── 抜粋文 ──
洗濯時に使う消毒液の一例 (出典:生活者データベース(Consumer Life Panorama))
Consumer Life Panoramaとは
世界18カ国1,000名以上の生活者のビジュアルデータを蓄積した、ウェブサイト型データベース。住環境を閲覧できる3Dモデルや、各生活者の保有アイテムを撮影した2Dデータが多く搭載されており、文字や数字だけでは把握しづらい海外生活者の理解に役立つ。
本コラムで引用したようなビジュアルデータを用いて、
・海外生活者の属性別の違いを比較する
・カテゴリーの使用実態をリアルに把握する
・ターゲット生活者のライフスタイル全体を理解する
等、「現地に行かない」ホームビジット調査として活用が可能。
子どもたちが様々な菌に触れない工夫は洗濯だけでなく、シャワーのときにも表れている。下図は上海の富裕層のバスルームである。御覧の通り、この世帯は2つのバスルームを持っている。左のシャワースペースは大人用で、右の小さいバスタブを設置しているバスルームは子供用。あえてわざわざ2つのバスルームを設置するのは、シャワーする場所で脱衣もするので、衣服に付着する菌などが子どもの健康に良くないという配慮があるからだそうだ。
大人用のバスルーム(左)と子供用のバスルーム(右)
(出典:生活者データベース(Consumer Life Panorama))
もう一例をあげよう。下図は中国の東北地方に住んでいる富裕層の洗剤と干し場の画像。東北は冬が寒いため、そこで生活している人たちは日本や中国南部みたいに毎日シャワーやお風呂に入る習慣がない。この方も同じだが、洗濯は毎日やることにこだわっている。しかも、服だけでなく、布団カバーやシーツも毎日洗っている。その理由を聞くと、これは夫の家庭から伝わってきた習慣で、そうしないと菌などが増殖する恐れがあるからだそうだ。そのため、抗菌洗剤を使って、服などを毎日洗い、干し場もいつも干し物でいっぱいになる。
───
◆ 課題一覧 ◆
1. 抜粋文によると、Consumer Life Panoramaには世界何カ国の生活者のビジュアルデータが蓄積されていますか。
2. 抜粋文の「洗濯時に使う消毒液の一例 (出典:生活者データベース(Consumer Life」から「等、「現地に行かない」ホームビジット調査として活用が可能。」までを、両端を含めて一字一句そのまま書き写してください。
このあとの一覧は、ここでは使いません。
── データ抜粋 ──
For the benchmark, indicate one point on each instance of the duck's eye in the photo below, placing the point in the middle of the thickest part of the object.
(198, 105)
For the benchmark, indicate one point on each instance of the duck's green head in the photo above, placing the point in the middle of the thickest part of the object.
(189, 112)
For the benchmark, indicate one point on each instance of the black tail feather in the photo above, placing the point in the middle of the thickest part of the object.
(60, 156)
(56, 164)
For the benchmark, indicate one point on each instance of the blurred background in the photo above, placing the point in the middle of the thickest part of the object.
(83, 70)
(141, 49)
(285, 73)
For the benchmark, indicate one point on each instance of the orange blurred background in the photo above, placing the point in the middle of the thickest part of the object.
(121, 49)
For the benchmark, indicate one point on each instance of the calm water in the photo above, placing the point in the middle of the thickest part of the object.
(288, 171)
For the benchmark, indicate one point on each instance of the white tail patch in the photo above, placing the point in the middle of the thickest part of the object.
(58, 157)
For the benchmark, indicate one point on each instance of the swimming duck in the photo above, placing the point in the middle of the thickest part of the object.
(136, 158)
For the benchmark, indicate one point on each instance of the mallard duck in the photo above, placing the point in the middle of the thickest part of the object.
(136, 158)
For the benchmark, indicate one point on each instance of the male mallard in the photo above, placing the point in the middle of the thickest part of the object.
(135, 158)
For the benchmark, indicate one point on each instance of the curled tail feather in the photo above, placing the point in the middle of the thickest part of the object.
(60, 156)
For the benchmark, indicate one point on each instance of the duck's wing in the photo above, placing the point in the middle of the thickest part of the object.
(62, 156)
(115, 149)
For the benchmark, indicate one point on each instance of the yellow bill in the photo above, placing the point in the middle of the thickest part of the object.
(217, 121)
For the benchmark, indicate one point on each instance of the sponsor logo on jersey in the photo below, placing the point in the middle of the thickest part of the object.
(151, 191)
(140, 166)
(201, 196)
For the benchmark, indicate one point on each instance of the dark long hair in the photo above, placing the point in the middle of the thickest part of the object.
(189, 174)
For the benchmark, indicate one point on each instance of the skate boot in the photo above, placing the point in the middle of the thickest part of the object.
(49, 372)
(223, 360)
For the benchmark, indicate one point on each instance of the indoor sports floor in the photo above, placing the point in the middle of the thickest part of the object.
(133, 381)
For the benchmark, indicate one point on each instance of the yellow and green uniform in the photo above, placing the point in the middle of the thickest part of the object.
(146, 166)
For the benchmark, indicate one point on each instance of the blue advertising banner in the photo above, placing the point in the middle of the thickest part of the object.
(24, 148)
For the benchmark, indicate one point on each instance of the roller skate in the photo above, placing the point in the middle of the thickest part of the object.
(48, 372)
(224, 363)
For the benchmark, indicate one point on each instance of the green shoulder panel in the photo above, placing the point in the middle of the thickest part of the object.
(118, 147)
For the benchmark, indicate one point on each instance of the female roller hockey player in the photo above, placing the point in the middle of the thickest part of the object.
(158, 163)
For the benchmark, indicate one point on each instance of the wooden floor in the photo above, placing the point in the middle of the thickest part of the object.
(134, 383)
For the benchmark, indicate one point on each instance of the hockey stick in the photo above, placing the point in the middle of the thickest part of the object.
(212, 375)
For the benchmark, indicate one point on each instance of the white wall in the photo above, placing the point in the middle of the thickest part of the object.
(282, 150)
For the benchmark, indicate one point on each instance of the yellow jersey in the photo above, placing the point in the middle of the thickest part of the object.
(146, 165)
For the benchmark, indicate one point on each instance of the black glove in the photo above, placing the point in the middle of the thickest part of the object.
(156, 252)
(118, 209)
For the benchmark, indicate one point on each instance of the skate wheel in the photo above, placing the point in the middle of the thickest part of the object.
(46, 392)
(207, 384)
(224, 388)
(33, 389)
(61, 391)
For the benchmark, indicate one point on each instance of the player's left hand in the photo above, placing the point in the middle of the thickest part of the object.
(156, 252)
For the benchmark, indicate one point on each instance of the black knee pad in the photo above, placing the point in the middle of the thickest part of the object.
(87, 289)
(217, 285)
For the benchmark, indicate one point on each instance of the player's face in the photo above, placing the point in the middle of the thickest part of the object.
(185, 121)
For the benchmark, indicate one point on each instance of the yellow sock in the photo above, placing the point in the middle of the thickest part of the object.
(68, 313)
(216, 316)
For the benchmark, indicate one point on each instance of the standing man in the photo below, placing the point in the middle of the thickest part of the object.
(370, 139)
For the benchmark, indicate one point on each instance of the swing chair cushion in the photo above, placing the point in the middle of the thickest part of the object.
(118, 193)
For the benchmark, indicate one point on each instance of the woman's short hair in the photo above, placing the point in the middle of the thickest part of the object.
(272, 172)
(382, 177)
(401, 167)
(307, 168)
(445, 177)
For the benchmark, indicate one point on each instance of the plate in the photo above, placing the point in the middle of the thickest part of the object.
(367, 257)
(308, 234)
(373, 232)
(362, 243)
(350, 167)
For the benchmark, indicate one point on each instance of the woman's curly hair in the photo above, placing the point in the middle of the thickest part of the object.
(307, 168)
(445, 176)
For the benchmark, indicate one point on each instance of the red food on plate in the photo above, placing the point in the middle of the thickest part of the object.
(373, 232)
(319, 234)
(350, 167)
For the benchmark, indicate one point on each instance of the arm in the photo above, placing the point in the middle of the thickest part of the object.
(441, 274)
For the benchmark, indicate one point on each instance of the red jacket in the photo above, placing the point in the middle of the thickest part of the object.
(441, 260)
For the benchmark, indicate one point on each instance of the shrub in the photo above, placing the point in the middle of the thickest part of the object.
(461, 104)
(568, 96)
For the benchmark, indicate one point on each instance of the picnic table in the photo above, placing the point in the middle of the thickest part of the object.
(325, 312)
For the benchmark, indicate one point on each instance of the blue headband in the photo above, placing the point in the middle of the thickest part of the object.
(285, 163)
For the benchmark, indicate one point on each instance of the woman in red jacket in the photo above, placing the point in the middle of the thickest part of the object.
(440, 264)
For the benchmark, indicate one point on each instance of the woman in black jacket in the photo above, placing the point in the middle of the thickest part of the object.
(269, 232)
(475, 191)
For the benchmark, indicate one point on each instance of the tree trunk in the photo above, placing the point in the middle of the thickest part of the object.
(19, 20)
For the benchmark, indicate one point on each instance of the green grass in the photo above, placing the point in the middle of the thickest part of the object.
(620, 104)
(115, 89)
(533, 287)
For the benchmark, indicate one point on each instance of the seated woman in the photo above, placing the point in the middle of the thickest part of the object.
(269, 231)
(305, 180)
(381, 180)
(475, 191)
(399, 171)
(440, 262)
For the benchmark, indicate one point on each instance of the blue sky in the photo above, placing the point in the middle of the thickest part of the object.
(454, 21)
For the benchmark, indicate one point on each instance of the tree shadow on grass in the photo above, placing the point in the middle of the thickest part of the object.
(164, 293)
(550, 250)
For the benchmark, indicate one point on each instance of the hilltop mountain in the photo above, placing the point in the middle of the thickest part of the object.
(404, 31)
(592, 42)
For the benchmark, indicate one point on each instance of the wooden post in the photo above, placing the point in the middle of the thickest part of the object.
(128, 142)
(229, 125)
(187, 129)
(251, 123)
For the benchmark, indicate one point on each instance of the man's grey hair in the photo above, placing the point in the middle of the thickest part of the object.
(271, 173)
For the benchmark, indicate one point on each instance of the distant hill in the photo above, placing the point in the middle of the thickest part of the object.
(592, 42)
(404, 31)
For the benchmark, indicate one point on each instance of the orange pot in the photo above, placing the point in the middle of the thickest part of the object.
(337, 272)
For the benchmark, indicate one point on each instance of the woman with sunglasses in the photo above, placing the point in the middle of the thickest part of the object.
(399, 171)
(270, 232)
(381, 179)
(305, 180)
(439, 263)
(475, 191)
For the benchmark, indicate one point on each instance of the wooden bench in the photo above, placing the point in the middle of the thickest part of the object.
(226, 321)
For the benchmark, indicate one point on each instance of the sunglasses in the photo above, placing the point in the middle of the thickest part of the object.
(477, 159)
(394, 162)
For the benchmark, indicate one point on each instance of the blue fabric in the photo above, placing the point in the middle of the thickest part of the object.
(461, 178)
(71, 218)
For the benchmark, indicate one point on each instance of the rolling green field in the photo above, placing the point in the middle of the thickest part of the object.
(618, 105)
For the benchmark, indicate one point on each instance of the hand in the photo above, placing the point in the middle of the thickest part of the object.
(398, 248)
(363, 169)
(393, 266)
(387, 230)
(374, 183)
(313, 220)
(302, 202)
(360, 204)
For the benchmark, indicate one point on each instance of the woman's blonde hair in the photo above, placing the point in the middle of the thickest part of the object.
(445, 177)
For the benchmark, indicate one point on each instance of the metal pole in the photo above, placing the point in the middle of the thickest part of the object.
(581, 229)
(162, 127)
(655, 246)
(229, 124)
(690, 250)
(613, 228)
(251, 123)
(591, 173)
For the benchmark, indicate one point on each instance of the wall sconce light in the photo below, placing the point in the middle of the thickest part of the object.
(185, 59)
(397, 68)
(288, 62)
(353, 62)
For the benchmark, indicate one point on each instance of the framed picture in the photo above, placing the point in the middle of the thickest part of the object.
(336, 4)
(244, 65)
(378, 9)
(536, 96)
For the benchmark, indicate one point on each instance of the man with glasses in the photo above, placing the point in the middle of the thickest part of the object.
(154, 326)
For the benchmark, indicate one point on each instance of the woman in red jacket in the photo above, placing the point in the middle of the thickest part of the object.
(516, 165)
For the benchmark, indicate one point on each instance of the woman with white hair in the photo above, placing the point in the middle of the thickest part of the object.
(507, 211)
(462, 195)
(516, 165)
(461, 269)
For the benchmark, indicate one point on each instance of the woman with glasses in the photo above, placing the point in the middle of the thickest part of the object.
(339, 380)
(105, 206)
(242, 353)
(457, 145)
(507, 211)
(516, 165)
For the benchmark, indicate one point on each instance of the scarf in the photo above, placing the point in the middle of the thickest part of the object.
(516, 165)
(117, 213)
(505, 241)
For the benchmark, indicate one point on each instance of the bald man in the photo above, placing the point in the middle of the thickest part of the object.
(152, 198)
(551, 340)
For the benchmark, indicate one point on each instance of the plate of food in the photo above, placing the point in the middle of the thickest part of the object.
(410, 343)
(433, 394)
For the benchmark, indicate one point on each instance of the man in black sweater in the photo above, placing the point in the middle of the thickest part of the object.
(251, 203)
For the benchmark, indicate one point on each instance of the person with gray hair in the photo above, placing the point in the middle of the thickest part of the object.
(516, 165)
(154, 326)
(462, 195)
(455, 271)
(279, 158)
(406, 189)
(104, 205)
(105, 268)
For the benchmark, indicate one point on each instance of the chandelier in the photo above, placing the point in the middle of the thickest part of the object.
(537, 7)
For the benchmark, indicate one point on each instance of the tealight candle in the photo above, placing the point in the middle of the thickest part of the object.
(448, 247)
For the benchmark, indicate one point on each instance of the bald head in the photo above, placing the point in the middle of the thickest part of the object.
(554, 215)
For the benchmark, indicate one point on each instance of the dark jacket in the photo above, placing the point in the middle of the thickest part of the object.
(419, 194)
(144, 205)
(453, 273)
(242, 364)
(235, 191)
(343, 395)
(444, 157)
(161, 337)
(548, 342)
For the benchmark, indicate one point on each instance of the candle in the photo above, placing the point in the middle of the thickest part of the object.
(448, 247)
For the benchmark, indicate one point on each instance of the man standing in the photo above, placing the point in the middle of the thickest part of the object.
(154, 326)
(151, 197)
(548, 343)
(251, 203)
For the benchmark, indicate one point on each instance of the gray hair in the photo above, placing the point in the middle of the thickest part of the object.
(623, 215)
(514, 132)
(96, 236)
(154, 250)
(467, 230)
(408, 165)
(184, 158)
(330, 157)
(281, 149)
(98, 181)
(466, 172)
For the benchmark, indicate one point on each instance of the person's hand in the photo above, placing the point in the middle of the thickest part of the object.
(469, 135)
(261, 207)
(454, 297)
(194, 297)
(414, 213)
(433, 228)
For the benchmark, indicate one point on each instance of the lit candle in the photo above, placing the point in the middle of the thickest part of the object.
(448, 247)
───
◆ 各課題の解答 ◆
1. 世界18カ国です。

2.
洗濯時に使う消毒液の一例 (出典:生活者データベース(Consumer Life Panorama))
Consumer Life Panoramaとは
世界18カ国1,000名以上の生活者のビジュアルデータを蓄積した、ウェブサイト型データベース。住環境を閲覧できる3Dモデルや、各生活者の保有アイテムを撮影した2Dデータが多く搭載されており、文字や数字だけでは把握しづらい海外生活者の理解に役立つ。
本コラムで引用したようなビジュアルデータを用いて、
・海外生活者の属性別の違いを比較する
・カテゴリーの使用実態をリアルに把握する
・ターゲット生活者のライフスタイル全体を理解する
等、「現地に行かない」ホームビジット調査として活用が可能。